▶ Фрагмент текста
--------------------------------------------------
«Лечить нецелесообразно». У Петра — СМА, но чиновники не дают ему лекарство
У Петра могучий голос, у Барборы бархатный взгляд и нежные пальцы. Муж зовет ее Бара. Она оперная певица, пианистка. Гражданка Чехии, выросла в Праге. У пары десятилетний сын Андрей.
Петру 33 года, Барборе — 36. Вместе они написали книгу о чешском искусстве и юморе «Чешский смех». На обложке пани Мюллерова везет бравого солдата Швейка на коляске. Книжка вышла в 2018 году. Именно в этом году Петр сломал ногу и больше уже не восстановился. Барбора возит его на коляске. СМА прогрессирует.
Коробка конфет
Барбора и Петр познакомились 12 лет назад в Праге на вокальном мастер-классе.
— Я тогда заканчивала Пражскую консерваторию, — улыбается Барбора. — Училась на отделении вокала и фортепиано. Познакомились мы только во время заключительного концерта. Петя сам подошел ко мне и моей подруге и просто так нам подарил по коробке конфет. Безумно вкусных!
Молодые люди общались на итальянском. Это язык, который они оба знают и любят, благодаря опере.
— У нас было много общих тем, — продолжает Барбора, — опера, театр, музыка, итальянский язык и… Я не люблю об этом говорить… Но да — и болезнь.
В 2008 году Барборе поставили диагноз — рассеянный склероз. При этой болезни в головном и спинном мозге возникают очаги поражения оболочек нервных волокон. Это может привести к разным последствиям. От легкого онемения конечностей до слепоты.
— Я тогда психологически была в жутком состоянии, — говорит пианистка. — Я думала, что все, это конец. Я увидела Петю, заметила, что он как-то странно ходит, подумала, может, это что-то похожее на мою болезнь.
Петр и Бара обменялись адресами и переписывались по электронной почте. Дружили. Петр несколько раз приезжал в Прагу. Хотел учиться вокалу после окончания института — он закончил историко-филологический факультет Российского государственного гуманитарного университета. Сейчас преподает на факультете историю театра.
В 2010 году молодые люди встретились в Милане. Петр работал в архиве Teatro Piccolo, готовил диплом. Барбора приехала к Пете и повидать родственников: большая часть ее семьи — итальянцы. Влюбленные ездили по Италии. Вокруг — великое искусство и итальянская весна…
— Мы очень насыщенно жили, — улыбается Барбора, у нее появляется ямочка на щеке. — Да и сейчас наша жизнь полна.
Тогда Петя ходил достаточно хорошо и быстро. Только по ступенькам ему было трудно подниматься. Я даже помню, как мы попросили в пражской галерее включить подъемник, а охранник нам не верил, что у Пети проблемы.
«Москва — мой любимый город»
Одиннадцать лет назад Барбора окончательно переехала в Москву, к Пете. Она стажировалась в Московской консерватории.
--------------------------------------------------
▶ Порядок выполнения
Как называется книга о чешском искусстве и юморе, которую, согласно тексту о Петре и Барборе, они написали вместе?

▶ Листинг
--------------------------------------------------
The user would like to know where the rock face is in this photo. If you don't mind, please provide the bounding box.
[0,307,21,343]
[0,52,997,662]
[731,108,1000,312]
--------------------------------------------------
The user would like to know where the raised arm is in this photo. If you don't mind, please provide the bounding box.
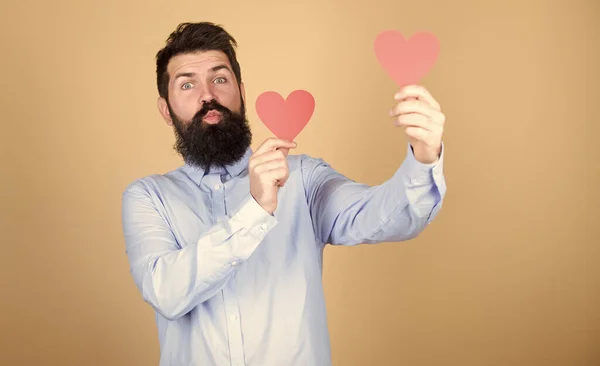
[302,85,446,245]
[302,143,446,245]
--------------------------------------------------
▶ Ваш ответ
«Чешский смех».